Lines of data
◇ ◇ ◇ ◇
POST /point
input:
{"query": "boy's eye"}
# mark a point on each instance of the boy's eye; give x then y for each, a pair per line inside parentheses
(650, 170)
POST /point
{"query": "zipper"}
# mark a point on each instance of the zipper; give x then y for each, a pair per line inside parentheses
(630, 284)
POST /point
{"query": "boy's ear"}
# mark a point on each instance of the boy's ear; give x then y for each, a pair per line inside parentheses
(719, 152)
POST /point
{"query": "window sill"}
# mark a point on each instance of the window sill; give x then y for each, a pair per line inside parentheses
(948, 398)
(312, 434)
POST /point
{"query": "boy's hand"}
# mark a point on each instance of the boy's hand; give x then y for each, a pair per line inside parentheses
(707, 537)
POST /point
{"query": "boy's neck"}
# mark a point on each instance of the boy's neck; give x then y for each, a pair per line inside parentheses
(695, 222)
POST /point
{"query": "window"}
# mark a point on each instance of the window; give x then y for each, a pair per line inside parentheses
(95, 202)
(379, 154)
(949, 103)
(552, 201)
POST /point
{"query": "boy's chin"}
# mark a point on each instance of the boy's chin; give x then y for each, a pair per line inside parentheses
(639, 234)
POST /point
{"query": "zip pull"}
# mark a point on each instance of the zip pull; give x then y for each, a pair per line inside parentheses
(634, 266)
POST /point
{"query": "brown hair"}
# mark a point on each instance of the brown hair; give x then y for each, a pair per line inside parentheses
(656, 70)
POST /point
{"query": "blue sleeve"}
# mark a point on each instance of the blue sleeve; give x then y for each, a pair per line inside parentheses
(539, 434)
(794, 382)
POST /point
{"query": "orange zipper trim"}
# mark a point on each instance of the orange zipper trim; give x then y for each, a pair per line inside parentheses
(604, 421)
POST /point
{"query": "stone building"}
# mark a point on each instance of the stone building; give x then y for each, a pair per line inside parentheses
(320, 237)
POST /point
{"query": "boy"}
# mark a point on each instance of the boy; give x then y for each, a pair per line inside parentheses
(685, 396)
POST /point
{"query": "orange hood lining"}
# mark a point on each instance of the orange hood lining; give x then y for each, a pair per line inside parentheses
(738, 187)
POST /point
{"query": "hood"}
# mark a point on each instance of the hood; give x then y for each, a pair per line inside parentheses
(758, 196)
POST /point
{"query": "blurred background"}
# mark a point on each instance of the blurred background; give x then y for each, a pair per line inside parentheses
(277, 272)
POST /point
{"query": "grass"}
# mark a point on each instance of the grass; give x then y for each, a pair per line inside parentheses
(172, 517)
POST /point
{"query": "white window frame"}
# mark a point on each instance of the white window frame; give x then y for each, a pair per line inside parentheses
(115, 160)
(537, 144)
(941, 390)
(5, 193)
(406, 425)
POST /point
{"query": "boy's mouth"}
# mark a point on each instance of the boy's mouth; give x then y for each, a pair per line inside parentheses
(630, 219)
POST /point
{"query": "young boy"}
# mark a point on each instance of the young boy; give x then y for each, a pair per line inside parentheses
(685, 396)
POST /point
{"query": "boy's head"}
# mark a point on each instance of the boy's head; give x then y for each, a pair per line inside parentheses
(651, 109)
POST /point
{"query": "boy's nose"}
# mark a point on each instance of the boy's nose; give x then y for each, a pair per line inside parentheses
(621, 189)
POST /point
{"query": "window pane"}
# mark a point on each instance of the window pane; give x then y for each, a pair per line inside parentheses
◇ ◇ ◇ ◇
## Given task
Please give back all of the records exactly as written.

## Exercise response
POST /point
input:
{"query": "boy's eye"}
# mark a point on each instance of the boy's eye; give x then y for each, a pair per line inside parentheses
(650, 170)
POST /point
{"query": "zipper"}
# mark a point on each instance of the zipper; give x then y for each, a pair per line inside parentheses
(630, 284)
POST /point
{"query": "boy's ear"}
# mark a point on each instance of the boy's ear; give x then y for each, a pair per line inside parentheses
(719, 152)
POST /point
{"query": "window sill"}
# mark a point on each instance of the window sill; give x then y for each, a pair per line inside parentheses
(948, 398)
(312, 434)
POST /point
{"query": "boy's hand"}
# mark a point on each instance of the boy's hand; give x then y for each, a pair per line inside parentheses
(707, 537)
POST /point
{"query": "boy's neck"}
# mark a point on each instance of the boy's neck; give x then y for each, a pair per line inside parentheses
(695, 222)
POST /point
{"query": "window"}
# mark a point on each instance of the window; give x then y for each, a pair per line inside parentheses
(95, 202)
(379, 154)
(949, 103)
(552, 201)
POST /point
{"query": "boy's chin"}
# mark a point on each instance of the boy's chin; give x then y for each, a pair per line inside parentheses
(639, 234)
POST /point
{"query": "zip pull"}
# mark a point on each instance of the zip pull; give x then y for each, a pair per line inside parentheses
(634, 266)
POST /point
{"query": "brown hair"}
# mark a point on each instance of the brown hair; give x then y for each, a pair per line inside parentheses
(656, 70)
POST /point
{"query": "blue sleeve"}
# mark a point on each instance of the blue sleeve; give x then y for each, a pair per line inside parentheses
(539, 434)
(794, 382)
POST /point
{"query": "orange zipper trim"}
# mark a point on each instance of the orange zipper trim; give x then y for each, a pair per line inside parentheses
(604, 421)
POST /point
{"query": "stone building"}
# mark a point on each instance of the stone building; give x then y for each, a pair per line inside parentheses
(320, 237)
POST /point
{"query": "boy"}
# mark a point on each instance of the boy; give x then y for each, a pair per line inside parentheses
(685, 396)
POST /point
{"query": "orange hood lining"}
# mark a point on each instance of the orange hood lining; give x then y for each, a pair per line inside parentheses
(738, 187)
POST /point
{"query": "hood"}
# mark a point on each instance of the hood; give x then y for each, a pair per line inside parentheses
(758, 196)
POST /point
{"query": "blurred background"}
# mark a point on each instance of the blurred background; give x then y for each, a pair per line inside parentheses
(277, 272)
POST /point
{"query": "grass"}
# mark a point on each instance of the grass; give x then y for each, a pair per line inside parentheses
(172, 517)
POST /point
{"query": "white window frame"}
# mark a point on each instance of the white window frame; give x then y for each, a pair per line inside parentheses
(115, 160)
(537, 144)
(941, 390)
(5, 193)
(406, 425)
POST /point
{"query": "boy's mouth"}
# mark a point on each instance of the boy's mouth; give x then y for each, a pair per line inside parentheses
(630, 219)
POST /point
{"query": "young boy"}
# mark a point on each instance of the young boy; give x then y for each, a pair per line inside parentheses
(685, 396)
POST /point
{"query": "boy's head"}
# mark a point on each instance of the boy's head; give x then y for each, a pair per line inside parentheses
(651, 109)
POST /point
{"query": "boy's nose"}
# mark a point on each instance of the boy's nose; give x then y for each, a pair per line inside parentheses
(621, 189)
POST /point
{"query": "window pane"}
# mark a point on each instance of the window pane; give x then y for each, a pair per line inside parentheses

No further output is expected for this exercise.